_Lesetext:_
Diejenige Forschung, die auch nur im entferntesten bedeutsam ist für meine gegenwärtige Fragestellung, versucht die folgenden Fragen zu untersuchen: die Häufigkeit von Todesangst, Studien über die Korrelation des Ausmaßes an Todesangst mit einer Anzahl von Variablen – demografische (Alter, Geschlecht, Familienstand, Beruf, Religion, Bildung und so weiter), persönliche Faktoren (MMPI Dimensionen – Minnesota Multiple Personality lnventory; allgemeine Angst oder Depressionsniveaus) und Lebenserfahrungen (früher Verlust, Heimunterbringung) – und die Beziehung zwischen Todesangst und Psychopathologie oder anderen psychologischen Erfahrungen, besonders Fantasien, Träumen und Albträumen.

So weit, so gut. Wie jedoch Robert Kastenbaum und Ruth Aisenberg in ihrem wohldurchdachten Überblick feststellen, sind die Studien mit wenigen Ausnahmen entweder extrem begrenzt in ihrer Reichweite oder methodisch sehr fehlerhaft.44 Viele Studien untersuchen den Tod auf ungenaue Weise; beispielsweise versäumen sie es, zwischen der Furcht, die man vor seinem eigenen Tod, vor dem Tod eines anderen oder vor der Wirkung seines eigenen Todes auf die anderen hat, zu unterscheiden.

_Vorliegende Daten:_
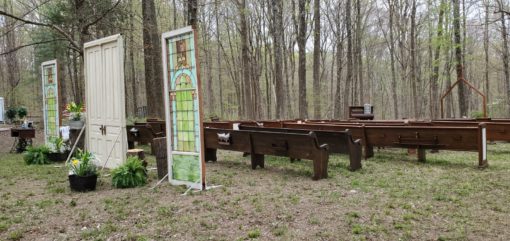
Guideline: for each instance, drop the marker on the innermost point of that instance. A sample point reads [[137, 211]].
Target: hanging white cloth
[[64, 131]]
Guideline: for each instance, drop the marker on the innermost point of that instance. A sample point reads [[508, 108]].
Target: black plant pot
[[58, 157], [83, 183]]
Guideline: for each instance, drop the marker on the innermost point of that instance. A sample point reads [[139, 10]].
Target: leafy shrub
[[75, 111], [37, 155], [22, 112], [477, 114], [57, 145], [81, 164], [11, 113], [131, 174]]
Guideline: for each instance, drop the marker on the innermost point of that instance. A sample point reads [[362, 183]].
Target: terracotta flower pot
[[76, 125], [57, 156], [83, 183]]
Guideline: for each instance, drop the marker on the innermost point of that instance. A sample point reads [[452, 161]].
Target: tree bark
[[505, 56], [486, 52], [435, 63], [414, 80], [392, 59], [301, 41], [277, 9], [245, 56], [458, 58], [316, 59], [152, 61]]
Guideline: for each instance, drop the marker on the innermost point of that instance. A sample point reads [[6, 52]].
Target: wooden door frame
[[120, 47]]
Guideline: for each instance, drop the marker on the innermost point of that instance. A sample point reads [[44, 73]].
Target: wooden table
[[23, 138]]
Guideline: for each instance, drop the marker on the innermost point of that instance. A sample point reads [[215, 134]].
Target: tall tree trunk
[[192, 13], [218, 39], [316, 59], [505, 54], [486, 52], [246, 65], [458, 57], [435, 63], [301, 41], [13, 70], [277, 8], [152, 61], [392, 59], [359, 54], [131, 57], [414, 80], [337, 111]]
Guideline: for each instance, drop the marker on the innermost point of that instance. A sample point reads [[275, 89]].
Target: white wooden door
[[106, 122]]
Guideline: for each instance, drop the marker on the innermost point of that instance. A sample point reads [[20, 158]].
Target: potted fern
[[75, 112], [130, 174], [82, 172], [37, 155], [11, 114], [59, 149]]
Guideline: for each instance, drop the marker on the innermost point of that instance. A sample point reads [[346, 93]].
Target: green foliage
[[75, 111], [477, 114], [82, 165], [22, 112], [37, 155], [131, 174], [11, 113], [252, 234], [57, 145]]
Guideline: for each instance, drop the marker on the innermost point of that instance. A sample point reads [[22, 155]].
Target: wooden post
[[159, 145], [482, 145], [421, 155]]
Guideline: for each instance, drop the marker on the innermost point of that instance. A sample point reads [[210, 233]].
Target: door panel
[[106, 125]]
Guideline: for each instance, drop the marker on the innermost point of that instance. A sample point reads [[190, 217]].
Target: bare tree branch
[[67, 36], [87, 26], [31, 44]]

---

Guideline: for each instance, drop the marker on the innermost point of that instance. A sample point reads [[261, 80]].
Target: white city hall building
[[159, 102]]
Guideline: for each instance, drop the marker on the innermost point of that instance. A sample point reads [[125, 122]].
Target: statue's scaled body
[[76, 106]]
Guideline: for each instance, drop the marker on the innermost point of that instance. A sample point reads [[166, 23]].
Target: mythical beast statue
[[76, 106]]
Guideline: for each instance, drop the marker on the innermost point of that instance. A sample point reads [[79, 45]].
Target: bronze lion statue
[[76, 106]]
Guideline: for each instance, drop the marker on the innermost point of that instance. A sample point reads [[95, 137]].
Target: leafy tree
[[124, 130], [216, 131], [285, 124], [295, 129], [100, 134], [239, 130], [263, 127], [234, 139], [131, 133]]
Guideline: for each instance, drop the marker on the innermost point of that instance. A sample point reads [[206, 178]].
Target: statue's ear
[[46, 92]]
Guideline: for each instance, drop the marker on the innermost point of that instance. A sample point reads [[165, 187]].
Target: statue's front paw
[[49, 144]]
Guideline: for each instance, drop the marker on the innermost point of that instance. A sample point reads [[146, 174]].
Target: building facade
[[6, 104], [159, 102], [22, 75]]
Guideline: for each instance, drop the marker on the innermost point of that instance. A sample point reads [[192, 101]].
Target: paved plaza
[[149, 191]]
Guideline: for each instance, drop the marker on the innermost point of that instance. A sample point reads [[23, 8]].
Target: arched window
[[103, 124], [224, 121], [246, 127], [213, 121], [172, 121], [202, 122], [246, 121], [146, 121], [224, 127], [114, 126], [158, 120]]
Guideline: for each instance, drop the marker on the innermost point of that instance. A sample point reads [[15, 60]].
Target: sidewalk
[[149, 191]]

---

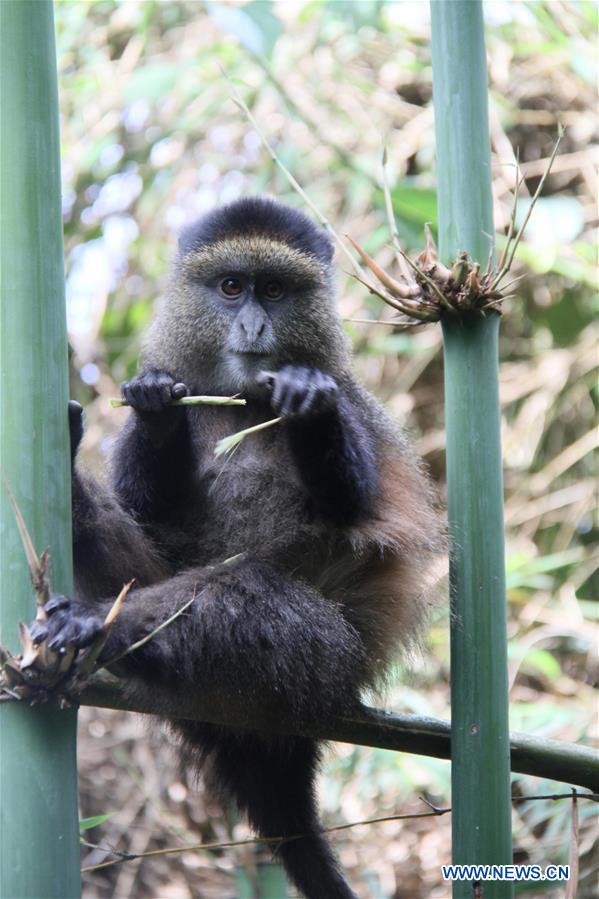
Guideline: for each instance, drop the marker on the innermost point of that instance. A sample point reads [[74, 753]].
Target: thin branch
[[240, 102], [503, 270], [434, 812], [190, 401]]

_Aufgabe:_
Schreiben Sie aus dem Text über die Forschung zur Todesangst die Stelle zwischen „Diejenige Forschung, die“ und „Träumen und Albträumen.“ einschließlich wortgetreu ab.

_Lösung:_
Diejenige Forschung, die auch nur im entferntesten bedeutsam ist für meine gegenwärtige Fragestellung, versucht die folgenden Fragen zu untersuchen: die Häufigkeit von Todesangst, Studien über die Korrelation des Ausmaßes an Todesangst mit einer Anzahl von Variablen – demografische (Alter, Geschlecht, Familienstand, Beruf, Religion, Bildung und so weiter), persönliche Faktoren (MMPI Dimensionen – Minnesota Multiple Personality lnventory; allgemeine Angst oder Depressionsniveaus) und Lebenserfahrungen (früher Verlust, Heimunterbringung) – und die Beziehung zwischen Todesangst und Psychopathologie oder anderen psychologischen Erfahrungen, besonders Fantasien, Träumen und Albträumen.